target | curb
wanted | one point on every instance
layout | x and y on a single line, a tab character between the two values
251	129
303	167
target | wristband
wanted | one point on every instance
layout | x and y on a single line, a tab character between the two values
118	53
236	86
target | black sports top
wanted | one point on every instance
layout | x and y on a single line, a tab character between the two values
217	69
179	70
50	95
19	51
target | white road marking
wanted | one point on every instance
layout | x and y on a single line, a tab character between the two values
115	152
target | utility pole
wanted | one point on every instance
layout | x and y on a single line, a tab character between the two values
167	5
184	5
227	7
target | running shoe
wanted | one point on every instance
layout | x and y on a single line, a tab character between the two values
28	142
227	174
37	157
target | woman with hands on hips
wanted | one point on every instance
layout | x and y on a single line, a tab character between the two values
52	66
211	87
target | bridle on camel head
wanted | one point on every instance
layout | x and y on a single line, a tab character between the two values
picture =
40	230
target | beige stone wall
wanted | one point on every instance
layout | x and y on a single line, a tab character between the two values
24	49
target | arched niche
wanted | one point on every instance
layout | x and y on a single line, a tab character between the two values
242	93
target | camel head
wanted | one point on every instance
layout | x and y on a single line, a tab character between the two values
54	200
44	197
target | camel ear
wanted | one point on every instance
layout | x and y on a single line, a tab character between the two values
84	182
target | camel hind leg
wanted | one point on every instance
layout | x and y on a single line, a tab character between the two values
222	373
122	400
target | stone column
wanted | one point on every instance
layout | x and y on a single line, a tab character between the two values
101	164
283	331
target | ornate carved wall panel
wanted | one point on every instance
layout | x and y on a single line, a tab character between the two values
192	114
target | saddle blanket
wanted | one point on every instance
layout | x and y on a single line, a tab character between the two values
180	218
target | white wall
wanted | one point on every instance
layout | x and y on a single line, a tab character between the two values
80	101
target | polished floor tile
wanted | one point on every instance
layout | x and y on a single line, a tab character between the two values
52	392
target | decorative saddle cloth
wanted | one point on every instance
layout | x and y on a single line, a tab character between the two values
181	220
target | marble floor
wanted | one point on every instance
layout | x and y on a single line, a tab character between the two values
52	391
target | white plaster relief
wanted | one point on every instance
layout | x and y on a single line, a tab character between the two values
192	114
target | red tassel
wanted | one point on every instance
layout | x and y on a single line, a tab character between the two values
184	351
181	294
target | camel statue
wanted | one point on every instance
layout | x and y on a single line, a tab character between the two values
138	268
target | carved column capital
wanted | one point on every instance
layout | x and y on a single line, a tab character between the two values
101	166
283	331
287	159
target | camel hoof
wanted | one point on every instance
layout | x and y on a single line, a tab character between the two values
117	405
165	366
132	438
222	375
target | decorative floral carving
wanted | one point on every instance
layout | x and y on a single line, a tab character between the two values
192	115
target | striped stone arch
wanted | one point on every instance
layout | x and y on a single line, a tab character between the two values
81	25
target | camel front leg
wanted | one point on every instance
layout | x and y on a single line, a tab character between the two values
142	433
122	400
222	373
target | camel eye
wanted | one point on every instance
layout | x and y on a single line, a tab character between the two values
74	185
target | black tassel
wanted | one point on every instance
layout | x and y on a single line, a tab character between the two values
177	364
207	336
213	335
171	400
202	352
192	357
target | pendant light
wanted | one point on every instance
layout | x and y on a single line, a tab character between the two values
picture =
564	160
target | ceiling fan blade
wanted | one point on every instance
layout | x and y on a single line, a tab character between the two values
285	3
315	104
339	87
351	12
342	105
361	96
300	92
* * *
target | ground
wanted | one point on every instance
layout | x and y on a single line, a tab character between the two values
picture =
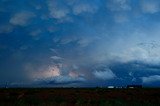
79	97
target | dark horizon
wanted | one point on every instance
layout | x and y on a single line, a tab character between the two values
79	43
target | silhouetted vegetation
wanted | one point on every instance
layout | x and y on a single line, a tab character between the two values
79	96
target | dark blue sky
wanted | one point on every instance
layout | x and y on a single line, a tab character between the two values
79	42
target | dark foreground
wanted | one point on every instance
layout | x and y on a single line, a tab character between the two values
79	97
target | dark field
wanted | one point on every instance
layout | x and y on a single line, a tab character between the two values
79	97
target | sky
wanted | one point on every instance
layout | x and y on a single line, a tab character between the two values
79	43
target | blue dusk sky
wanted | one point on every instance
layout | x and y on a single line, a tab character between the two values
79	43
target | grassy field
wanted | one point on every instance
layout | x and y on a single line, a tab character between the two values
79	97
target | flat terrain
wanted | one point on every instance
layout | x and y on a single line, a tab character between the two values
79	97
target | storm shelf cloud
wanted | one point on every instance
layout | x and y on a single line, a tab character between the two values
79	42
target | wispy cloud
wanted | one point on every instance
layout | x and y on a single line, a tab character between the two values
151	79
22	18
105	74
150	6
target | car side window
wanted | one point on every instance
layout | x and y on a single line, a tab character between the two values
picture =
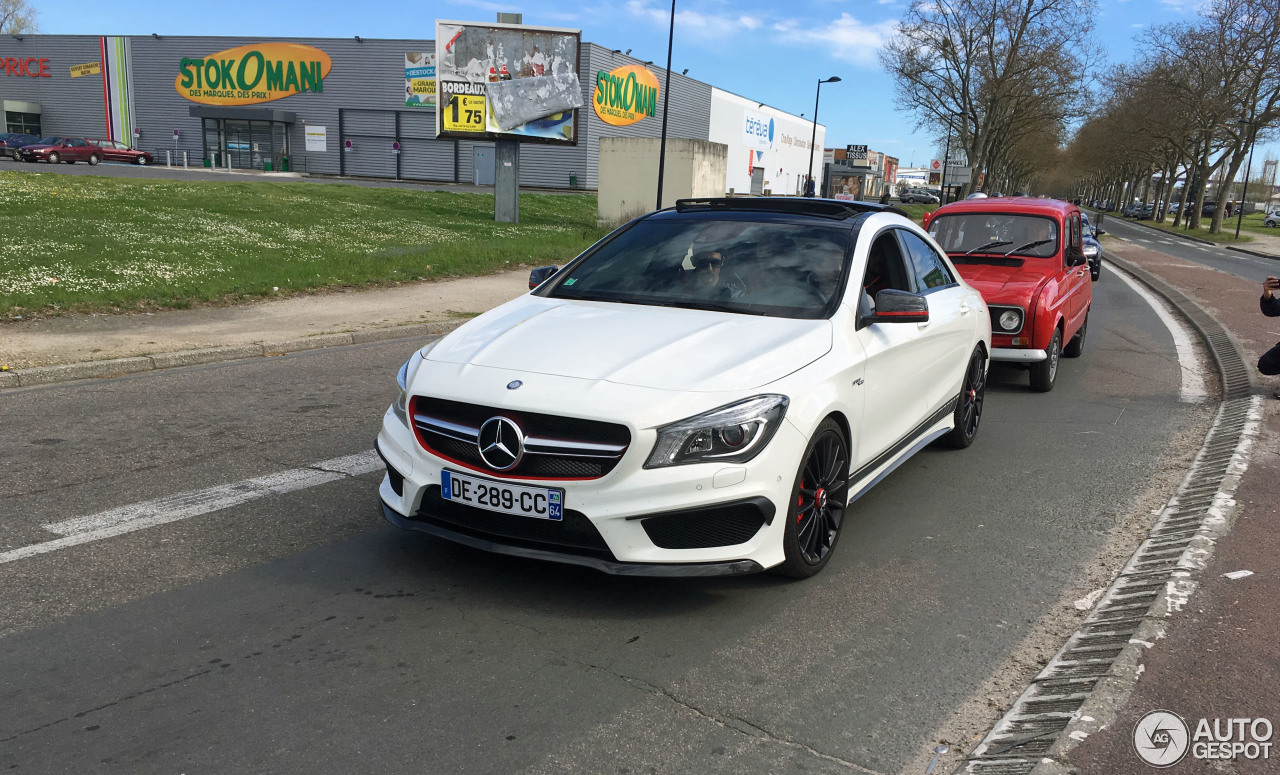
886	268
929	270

### Exercise directions
Which lines in the records contain the string "cloud" with its case matched exactly? Pull out each of those lines in full.

### Response
target | storm shelf cloud
target | wispy cloud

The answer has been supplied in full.